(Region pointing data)

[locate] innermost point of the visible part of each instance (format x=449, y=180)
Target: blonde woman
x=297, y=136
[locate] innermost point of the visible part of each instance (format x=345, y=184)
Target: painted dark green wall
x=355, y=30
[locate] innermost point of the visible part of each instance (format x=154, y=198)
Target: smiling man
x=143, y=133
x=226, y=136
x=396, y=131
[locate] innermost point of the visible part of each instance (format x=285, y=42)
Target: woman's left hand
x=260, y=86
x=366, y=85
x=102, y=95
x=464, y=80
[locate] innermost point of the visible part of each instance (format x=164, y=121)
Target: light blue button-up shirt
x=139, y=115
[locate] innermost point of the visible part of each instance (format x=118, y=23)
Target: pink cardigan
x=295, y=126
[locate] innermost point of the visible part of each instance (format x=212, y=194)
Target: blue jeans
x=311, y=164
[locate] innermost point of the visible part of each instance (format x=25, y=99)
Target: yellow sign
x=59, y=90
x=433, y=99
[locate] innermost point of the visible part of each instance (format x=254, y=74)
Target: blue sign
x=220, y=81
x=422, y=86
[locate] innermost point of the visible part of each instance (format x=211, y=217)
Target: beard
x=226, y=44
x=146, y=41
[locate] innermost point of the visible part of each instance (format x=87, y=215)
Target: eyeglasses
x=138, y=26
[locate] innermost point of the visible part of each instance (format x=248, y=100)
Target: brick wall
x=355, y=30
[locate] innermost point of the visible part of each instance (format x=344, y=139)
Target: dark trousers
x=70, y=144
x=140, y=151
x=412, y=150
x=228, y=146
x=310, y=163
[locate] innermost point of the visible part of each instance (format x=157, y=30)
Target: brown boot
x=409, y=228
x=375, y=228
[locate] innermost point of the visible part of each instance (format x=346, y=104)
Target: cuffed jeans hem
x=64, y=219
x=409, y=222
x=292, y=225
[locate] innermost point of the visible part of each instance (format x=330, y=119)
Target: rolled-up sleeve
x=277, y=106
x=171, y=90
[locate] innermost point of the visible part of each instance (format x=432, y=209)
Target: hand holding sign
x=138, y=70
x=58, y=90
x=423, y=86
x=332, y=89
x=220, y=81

Exercise: Retype, exactly and in full, the lines above from the one containing "Target: eyeglasses" through the one containing "(format x=344, y=139)".

Your response:
Target: eyeglasses
x=138, y=26
[locate] innermost point of the visible part of each instance (format x=248, y=100)
Target: brick wall
x=355, y=30
[locate] innermost point of the visible part of each instance (format x=344, y=139)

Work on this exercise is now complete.